>> begin MATERIAL

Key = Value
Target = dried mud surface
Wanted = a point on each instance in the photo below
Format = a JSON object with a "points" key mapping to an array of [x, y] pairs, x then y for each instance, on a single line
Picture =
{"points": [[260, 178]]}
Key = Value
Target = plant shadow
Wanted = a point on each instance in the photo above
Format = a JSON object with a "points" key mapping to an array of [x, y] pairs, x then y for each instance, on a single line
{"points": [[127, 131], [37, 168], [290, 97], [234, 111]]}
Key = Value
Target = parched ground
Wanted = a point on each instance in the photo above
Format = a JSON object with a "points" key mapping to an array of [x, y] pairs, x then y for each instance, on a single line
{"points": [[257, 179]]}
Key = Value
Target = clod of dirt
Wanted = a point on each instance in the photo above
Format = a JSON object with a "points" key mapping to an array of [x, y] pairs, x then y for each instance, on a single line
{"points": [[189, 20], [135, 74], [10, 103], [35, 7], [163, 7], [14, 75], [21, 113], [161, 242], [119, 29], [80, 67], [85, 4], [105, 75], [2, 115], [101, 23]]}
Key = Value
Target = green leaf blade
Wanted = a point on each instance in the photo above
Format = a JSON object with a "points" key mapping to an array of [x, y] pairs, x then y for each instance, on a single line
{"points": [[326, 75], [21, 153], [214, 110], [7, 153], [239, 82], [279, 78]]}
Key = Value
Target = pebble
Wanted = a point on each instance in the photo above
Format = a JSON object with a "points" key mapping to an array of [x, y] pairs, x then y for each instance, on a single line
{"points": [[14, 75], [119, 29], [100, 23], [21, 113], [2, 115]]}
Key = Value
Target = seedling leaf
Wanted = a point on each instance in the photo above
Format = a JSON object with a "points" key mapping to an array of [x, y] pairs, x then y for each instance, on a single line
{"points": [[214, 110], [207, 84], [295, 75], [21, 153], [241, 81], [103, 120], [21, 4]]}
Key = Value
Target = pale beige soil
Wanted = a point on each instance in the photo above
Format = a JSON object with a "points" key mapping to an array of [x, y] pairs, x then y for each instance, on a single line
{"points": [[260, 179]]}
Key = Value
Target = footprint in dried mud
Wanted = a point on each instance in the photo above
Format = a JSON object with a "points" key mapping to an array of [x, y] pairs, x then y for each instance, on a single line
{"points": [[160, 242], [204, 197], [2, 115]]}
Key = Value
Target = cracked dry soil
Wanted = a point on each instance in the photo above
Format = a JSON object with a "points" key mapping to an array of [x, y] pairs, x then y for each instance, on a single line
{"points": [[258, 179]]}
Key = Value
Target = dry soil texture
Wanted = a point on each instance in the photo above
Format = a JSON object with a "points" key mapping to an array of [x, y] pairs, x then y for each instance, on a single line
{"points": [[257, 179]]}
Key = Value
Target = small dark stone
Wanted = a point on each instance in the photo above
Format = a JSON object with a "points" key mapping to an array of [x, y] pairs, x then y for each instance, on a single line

>> end MATERIAL

• **PROBLEM**
Which lines in the items above contain the string "soil"? Pull out each one and copy it in full.

• **TASK SOLUTION**
Target = pale beige soil
Target = cracked dry soil
Target = dry soil texture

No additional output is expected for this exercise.